[GOAL OF THE EXERCISE]: In the records below, find the line containing "Query: blue crate" and restate it and all lines after it exactly, through the last line.
=== Section Start ===
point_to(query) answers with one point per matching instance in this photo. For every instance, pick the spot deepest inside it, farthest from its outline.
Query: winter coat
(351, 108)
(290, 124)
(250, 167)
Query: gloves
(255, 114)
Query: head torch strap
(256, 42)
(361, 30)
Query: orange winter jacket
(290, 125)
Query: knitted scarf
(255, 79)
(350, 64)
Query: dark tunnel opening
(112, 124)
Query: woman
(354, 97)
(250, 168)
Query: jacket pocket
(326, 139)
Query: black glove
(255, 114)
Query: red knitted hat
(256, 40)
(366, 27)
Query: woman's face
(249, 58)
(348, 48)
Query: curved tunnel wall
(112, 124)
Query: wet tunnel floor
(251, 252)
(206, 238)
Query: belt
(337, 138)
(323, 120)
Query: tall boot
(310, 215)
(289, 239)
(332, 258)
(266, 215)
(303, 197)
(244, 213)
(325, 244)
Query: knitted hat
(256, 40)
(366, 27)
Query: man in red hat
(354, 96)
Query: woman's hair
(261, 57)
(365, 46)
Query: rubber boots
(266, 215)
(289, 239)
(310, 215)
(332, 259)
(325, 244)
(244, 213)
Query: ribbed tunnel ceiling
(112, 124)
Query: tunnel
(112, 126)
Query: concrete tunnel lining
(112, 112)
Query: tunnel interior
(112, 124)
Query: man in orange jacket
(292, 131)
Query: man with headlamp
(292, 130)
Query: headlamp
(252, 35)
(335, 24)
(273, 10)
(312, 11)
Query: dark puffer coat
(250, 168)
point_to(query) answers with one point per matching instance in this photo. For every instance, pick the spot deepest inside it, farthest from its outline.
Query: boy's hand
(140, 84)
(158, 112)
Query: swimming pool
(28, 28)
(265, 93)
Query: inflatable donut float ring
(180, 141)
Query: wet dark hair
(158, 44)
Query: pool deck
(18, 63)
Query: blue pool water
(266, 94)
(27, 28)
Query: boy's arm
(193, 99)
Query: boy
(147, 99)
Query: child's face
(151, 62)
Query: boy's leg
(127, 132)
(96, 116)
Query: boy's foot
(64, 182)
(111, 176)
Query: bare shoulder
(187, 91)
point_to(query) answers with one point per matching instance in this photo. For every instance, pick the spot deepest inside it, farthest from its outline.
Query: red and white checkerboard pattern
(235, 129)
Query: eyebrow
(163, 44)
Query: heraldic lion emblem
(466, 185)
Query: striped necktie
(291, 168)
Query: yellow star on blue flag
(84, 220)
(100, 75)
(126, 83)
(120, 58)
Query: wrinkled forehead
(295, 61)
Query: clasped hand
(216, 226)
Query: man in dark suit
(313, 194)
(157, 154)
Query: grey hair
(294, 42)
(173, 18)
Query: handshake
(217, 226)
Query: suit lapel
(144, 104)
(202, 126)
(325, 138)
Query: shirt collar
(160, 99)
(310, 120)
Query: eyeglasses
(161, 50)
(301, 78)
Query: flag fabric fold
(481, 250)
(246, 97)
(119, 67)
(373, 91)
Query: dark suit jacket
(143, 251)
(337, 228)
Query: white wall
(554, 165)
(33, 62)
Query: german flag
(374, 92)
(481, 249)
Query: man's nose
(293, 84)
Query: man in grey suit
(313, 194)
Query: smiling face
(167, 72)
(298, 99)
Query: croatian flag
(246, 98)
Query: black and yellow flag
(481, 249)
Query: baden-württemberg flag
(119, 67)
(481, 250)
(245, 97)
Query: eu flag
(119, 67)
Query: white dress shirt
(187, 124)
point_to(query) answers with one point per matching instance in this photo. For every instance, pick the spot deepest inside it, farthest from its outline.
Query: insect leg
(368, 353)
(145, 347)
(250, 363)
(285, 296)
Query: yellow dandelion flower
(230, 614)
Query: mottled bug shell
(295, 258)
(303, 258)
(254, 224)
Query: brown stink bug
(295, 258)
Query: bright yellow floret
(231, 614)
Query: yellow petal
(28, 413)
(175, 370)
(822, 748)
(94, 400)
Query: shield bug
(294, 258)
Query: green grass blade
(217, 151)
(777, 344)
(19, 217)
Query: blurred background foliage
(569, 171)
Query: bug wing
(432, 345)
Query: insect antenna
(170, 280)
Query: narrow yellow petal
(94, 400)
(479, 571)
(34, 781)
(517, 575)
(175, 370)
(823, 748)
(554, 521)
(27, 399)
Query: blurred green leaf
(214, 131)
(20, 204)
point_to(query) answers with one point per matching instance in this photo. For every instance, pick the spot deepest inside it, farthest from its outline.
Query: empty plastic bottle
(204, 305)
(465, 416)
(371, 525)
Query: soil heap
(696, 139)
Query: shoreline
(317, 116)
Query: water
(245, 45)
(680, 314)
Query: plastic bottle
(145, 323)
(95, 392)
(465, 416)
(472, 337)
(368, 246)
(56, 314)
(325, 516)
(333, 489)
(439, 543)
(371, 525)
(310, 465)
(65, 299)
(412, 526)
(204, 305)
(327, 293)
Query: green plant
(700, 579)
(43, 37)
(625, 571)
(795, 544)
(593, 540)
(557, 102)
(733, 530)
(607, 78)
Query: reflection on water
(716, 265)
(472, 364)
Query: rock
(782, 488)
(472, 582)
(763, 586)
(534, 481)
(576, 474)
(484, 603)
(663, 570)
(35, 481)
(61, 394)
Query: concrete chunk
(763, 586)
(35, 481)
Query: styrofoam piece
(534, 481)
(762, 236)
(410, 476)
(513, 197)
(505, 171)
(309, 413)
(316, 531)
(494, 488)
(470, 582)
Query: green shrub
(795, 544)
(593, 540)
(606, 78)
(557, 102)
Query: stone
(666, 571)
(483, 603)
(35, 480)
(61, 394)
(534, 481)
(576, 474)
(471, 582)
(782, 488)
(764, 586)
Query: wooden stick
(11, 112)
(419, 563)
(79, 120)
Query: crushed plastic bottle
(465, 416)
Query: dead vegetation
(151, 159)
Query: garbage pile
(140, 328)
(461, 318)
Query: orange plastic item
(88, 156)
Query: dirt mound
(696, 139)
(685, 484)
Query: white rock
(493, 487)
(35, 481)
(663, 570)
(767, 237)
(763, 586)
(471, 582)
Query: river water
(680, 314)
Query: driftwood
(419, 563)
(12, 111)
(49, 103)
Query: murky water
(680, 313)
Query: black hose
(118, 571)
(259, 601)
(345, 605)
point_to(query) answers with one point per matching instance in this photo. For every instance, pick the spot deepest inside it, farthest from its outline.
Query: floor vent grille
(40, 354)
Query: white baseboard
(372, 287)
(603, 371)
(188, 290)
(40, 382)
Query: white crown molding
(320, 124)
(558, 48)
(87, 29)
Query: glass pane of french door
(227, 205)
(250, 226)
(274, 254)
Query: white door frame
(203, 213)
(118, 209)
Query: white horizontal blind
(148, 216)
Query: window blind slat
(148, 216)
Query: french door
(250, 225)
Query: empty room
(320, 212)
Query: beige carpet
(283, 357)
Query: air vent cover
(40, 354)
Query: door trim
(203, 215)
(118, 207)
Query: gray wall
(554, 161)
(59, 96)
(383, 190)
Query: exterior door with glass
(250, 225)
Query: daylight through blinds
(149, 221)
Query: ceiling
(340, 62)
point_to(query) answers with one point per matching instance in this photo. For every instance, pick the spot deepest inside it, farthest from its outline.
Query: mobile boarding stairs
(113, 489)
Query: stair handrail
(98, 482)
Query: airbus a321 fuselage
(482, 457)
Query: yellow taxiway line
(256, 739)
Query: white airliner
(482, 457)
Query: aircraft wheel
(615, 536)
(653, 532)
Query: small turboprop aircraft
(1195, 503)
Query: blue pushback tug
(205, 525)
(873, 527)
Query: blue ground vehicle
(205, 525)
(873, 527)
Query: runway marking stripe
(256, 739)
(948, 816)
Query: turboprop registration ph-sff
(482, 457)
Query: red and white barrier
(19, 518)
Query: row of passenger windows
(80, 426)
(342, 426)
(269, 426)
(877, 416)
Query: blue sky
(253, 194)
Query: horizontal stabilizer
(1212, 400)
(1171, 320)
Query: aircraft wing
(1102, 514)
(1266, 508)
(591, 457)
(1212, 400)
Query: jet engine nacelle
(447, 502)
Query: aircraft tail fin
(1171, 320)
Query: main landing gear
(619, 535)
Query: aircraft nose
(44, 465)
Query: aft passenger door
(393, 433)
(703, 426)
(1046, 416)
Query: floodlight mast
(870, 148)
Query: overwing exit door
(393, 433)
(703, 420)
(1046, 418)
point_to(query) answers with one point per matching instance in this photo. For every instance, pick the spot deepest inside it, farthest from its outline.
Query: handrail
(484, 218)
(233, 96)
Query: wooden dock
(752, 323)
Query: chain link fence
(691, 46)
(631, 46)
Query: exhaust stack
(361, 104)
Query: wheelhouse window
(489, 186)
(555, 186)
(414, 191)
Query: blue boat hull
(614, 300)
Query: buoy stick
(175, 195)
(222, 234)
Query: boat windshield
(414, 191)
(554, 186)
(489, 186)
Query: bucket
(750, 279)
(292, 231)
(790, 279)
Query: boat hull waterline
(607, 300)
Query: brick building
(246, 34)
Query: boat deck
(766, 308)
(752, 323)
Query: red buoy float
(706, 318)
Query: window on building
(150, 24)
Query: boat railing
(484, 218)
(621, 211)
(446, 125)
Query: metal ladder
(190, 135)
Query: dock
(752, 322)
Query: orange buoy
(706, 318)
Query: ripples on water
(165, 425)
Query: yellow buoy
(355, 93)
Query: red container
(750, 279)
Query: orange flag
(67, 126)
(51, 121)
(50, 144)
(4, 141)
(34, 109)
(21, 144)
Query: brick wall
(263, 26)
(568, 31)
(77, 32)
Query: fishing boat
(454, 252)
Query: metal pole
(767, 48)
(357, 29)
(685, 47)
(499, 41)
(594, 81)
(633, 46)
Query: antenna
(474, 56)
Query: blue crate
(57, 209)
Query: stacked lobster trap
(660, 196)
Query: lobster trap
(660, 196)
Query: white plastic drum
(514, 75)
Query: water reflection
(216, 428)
=== Section End ===
[RESULT BELOW]:
Query: blue crate
(57, 209)
Query: stacked lobster trap
(660, 196)
Query: lobster trap
(660, 196)
Query: white plastic drum
(514, 75)
Query: water reflection
(216, 428)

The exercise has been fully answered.